» WHAT THE TASK REQUIRES
Copy out all of the material below, substituting "marker" for every "keypoint" and leaving everything else unchanged. Omit the pictures from your copy.
------------------------
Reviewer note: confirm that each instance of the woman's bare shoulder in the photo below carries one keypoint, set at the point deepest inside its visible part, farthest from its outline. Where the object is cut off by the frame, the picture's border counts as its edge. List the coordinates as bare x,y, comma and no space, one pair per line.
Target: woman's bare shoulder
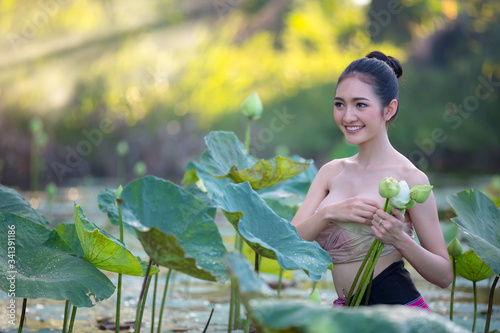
333,167
410,173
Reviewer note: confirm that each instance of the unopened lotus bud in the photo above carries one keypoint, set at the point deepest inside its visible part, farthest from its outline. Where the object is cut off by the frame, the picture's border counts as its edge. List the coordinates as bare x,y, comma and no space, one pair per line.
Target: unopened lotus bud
388,187
455,248
410,204
252,107
420,193
401,199
118,192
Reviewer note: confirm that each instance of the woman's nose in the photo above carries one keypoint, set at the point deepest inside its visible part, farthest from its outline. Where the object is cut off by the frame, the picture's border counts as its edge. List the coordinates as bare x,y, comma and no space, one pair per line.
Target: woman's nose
350,115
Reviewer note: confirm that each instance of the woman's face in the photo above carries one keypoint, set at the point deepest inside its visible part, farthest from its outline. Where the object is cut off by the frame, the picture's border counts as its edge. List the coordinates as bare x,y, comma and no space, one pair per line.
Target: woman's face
358,111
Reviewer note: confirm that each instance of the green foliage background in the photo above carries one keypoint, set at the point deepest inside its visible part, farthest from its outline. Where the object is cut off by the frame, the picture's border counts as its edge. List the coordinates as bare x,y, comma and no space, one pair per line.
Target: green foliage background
165,73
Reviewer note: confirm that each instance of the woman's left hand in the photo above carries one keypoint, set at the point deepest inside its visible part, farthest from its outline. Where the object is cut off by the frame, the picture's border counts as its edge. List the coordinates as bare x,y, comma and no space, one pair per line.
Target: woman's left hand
387,228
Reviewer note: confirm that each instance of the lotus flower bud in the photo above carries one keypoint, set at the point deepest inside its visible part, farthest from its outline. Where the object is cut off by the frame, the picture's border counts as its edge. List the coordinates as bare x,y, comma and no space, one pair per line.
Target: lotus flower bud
118,192
252,107
401,199
410,204
420,193
388,187
455,248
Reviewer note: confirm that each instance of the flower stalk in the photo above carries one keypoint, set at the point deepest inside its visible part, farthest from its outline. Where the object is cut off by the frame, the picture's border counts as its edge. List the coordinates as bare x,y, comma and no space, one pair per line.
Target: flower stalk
398,195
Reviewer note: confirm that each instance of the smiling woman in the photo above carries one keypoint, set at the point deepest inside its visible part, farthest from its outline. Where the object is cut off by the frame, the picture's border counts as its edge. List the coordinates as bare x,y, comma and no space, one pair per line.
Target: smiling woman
343,209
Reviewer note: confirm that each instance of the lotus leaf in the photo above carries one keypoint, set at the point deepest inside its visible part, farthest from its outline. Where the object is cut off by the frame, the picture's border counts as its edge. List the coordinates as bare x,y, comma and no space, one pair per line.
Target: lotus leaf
472,268
107,204
249,284
44,270
271,315
12,202
102,249
268,234
226,156
286,316
175,228
479,219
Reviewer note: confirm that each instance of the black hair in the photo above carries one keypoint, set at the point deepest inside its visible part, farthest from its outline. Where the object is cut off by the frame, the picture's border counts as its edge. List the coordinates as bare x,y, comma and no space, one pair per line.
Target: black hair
379,71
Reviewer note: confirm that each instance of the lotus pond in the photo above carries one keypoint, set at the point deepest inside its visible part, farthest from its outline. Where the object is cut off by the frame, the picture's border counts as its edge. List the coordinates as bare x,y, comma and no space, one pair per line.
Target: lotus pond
73,227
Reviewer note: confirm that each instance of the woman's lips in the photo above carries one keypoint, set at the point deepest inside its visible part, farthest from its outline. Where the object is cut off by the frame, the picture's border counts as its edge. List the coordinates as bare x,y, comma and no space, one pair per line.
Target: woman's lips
353,129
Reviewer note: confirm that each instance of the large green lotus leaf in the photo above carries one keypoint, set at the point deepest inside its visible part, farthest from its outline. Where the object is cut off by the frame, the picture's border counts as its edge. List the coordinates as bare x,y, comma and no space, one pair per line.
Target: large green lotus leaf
249,284
102,249
479,219
107,204
298,185
206,182
286,316
226,156
169,219
203,197
271,315
472,268
67,233
284,204
268,234
43,270
12,202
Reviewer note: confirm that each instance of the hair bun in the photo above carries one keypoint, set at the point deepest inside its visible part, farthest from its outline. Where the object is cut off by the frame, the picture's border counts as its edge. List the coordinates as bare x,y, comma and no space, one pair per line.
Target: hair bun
391,61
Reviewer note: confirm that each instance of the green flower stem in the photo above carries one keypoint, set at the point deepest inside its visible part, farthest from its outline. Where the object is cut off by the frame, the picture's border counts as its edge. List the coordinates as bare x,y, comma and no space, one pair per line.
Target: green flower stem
231,307
142,299
475,305
280,280
237,308
452,297
163,299
66,315
368,272
119,287
247,325
72,321
247,134
154,302
23,314
355,282
369,290
490,304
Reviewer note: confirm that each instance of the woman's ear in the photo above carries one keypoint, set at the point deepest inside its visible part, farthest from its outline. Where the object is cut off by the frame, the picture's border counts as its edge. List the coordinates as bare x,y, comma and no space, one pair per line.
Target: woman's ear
390,110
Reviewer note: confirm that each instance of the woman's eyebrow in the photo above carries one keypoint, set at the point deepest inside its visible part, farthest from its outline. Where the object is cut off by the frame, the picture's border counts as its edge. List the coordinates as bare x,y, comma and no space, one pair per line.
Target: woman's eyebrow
354,99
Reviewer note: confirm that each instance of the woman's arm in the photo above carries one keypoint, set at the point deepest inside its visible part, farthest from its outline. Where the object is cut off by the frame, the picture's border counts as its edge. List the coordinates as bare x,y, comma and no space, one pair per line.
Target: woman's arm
310,223
431,259
307,223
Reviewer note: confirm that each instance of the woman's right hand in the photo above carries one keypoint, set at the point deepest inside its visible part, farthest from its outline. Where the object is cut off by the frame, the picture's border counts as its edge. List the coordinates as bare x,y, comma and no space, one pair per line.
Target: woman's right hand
355,209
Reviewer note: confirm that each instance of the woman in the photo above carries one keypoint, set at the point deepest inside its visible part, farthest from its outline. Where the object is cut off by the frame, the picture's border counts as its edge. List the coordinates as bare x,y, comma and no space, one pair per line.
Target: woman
343,209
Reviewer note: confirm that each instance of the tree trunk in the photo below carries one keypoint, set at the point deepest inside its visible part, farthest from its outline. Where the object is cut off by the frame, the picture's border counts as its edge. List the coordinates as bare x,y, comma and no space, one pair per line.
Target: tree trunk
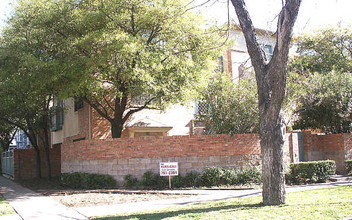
------------------------
» RESULT OF THE EXERCISE
Reviewer note: confirm that each instance of the woman's bare shoulder in the photo below carries one marker, set at the point deepest inside its visible part, farthest from its outline. Where the object is cut off by the frame, the picture's border counts as its edge. List the coordinates as bare x,y, comma and no space, one pair per line.
Target: woman's bare shoulder
333,167
410,173
Reviewer note: confirm that each instance of the unopened lotus bud in the photo above carries one marker, set at the point deepest inside its visible part, farthest from its outline. Where the object is cut off by the frame, the picture's border counts as its edge. List the coordinates as bare x,y, comma and no space, one pair per line.
Target: unopened lotus bud
388,187
455,248
410,204
252,107
420,193
401,199
118,192
Reviewer note: confirm that each instance of the woman's nose in the photo above carries one marker, set at the point deepest inside its visible part, farthest from its outline. Where the object is cut off by the frame, the picture's border counts as its edge. List the coordinates as bare x,y, comma and no space, one pair per line.
Target: woman's nose
350,115
Reviewer note: confirm that each instance of the woman's face in the photo above carries one marker, set at the point deepest inside its visible part, farthest from its outline. Where the object is cut off by the frame, the picture's border counts as its edge. List the coordinates as bare x,y, comma and no space, one pair per line.
Target: woman's face
358,111
Reviewer note: confirm that each instance of the green foliage background in the photo above carries one marker, set at the point deepest inside its visible part, farthest from its outline. Where the object is cut off by the frame, the picture's border counts as its edge. List the coordinates as bare x,y, comma and no space, one pair per line.
Target: green foliage background
165,73
Reviewer note: confirm that each instance of the woman's left hand in the photo above carries one marker, set at the point deepest inside its visible part, farthest from its outline. Where the object is cut off by the frame, the picture's border counts as its edge. List the coordinates as bare x,y, comma and no space, one pair per line.
Target: woman's left hand
387,228
Reviewer note: confirm that each instance of the lotus flower bud in the photo above carries one marker, set at the point deepest inside its visible part, farthest from its outline. Where the object is cut off by the frame, the picture's border counts as its edge. List the coordinates as bare x,y, comma and no space, one pair per line.
Target: lotus flower bud
118,192
252,107
401,199
410,204
420,193
388,187
455,248
Reviewer note: confirm that each instance of the flower stalk in the photo above carries one marker, set at the point deepest inside its visible part, farthest from its outline. Where the object is cut off by the frame, the picture's border counts as its edge. List the coordinates as bare x,y, comma and no space, one pair per line.
Target: flower stalk
398,195
Reviewer note: confirm that each instance of the smiling woman in the photo above carries one marker, set at the point deepest inside its visible part, farthest from its outline. Where the object is cut off by the frame, the picture's border counts as its edge. List the coordinates as bare x,y, comma and no space, one pair per line.
Target: smiling woman
343,209
Reviewer note: confirm that each instance of the lotus leaf in the photo above carries one marker, set at the point deepest inside its visible part, farthest from its outline. Where the object is cut off by the frame, the picture's border counts as its edge. List the coordinates as bare x,y, comma and no space, one pair per line.
Target: lotus leaf
472,268
107,204
249,284
44,270
271,315
12,202
102,249
268,234
226,156
286,316
175,228
479,219
Reviewer note: confirm that each instance of the black hair in the photo above carries one marker, set at the point deepest inside its visible part, farthest from its outline. Where the object is cut off by the frame, the picture's border counts as its edge. List the coordinates as bare x,y, comma and no space, one pair per line.
Target: black hair
379,71
Reviewer note: confirm that each instance of the lotus pond in the photo above carries one marker, set at the point deepest inside its visible part, farthest from its outline. Where the object is cut off by the frame, the picture's border counts as its edge. List the coordinates as bare x,y, comma and no space, one pair per line.
Target: lotus pond
73,227
Reviewer note: confirm that each instance of the woman's lips in the photo above carries one marker, set at the point deepest inside its visible part, farthest from its outline. Where the object is cut off by the frame, the picture's border counts as its edge. List the coordinates as bare x,y, comma and no space, one pair per line.
Target: woman's lips
353,129
Reviewer note: confirm that each instance of the large green lotus leaf in the photo above carries one marker, set at the point deepest inside its visible part, farthest from its outline. Where the object is cut off by the frame, the picture's border counts as its edge. List the coordinates as bare x,y, comma and no space, one pair per line.
Target: large green lotus leaf
249,284
102,249
479,219
107,204
298,185
206,182
286,316
226,156
169,219
203,197
271,315
472,268
67,233
284,204
268,234
43,270
12,202
Reviewer note: confirm that each instance of the hair bun in the photo above carries one marker, set at the point deepest inside its visible part, farthest from its outline. Where the object is cut off by the frame, the picture's border counts as its edge. List the coordinates as bare x,y, comma and no space, one pair per line.
Target: hair bun
391,61
Reviewer note: confirm that each instance of the green flower stem in the photo above carries one marker, set at the point deepest inside its visible part, farthest from its outline. Where the object is cut off by the frame, the picture's border counts as its edge. List the coordinates as bare x,y, comma and no space, one pair per line.
Target: green flower stem
231,307
142,299
475,305
280,280
237,308
452,297
163,299
66,315
368,272
119,287
247,325
72,321
247,134
154,302
23,314
355,282
369,290
490,304
Reviewer note: confirm that each instance of the woman's ear in the photo above carries one marker, set at the point deepest inside its visible part, farthest from its outline. Where the object is cut off by the frame, the picture's border counts as its edge. List the coordinates as bare x,y, comma and no space, one pair per line.
Target: woman's ear
390,110
Reviewer note: confirm that each instance of the woman's eyebrow in the photo above carries one marker, set at the point deepest inside its visible part, farthest from its outline. Where the object is cut off by the frame, the picture's border counts as its edge. List the coordinates as bare x,y, comma and no space, one pair per line.
Target: woman's eyebrow
354,99
Reviewer note: confirm that each instance of the woman's arm in the photo above carries one marker, set at the point deepest inside its visible part, farthest from its outline. Where the object is cut off by the frame, the picture's border counts as its edge. List the coordinates as bare x,y, comma and no space, one pair per line.
Target: woman's arm
310,223
431,259
307,223
Reviewer note: confirm that each instance of the woman's right hand in the photo above carries one marker, set at the point deepest inside its visible part, farthest from its outline. Where the object is cut off by the frame, the picture's border counts as its edge. List the coordinates as bare x,y, comma and no space, one pair per line.
Target: woman's right hand
355,209
Reviewer note: confirm that each instance of the woman in the photo above carries one marker, set at the point deepest inside its visible part, farthest from its outline. Where the object is cut off by the frame, the picture's border counts as its edge. List the coordinates as bare x,y, comma and no space, one pair per line.
Target: woman
343,209
Reviewer note: confirm that each instance of the tree trunk in the photo below carries one marker, set at the point deepest inside its visible part, farthest from its outline. Where the object is cut off by the frame, the picture's border counts as its edge. List the coordinates as bare x,y, comma and no space, one pair per line.
Target: tree trunk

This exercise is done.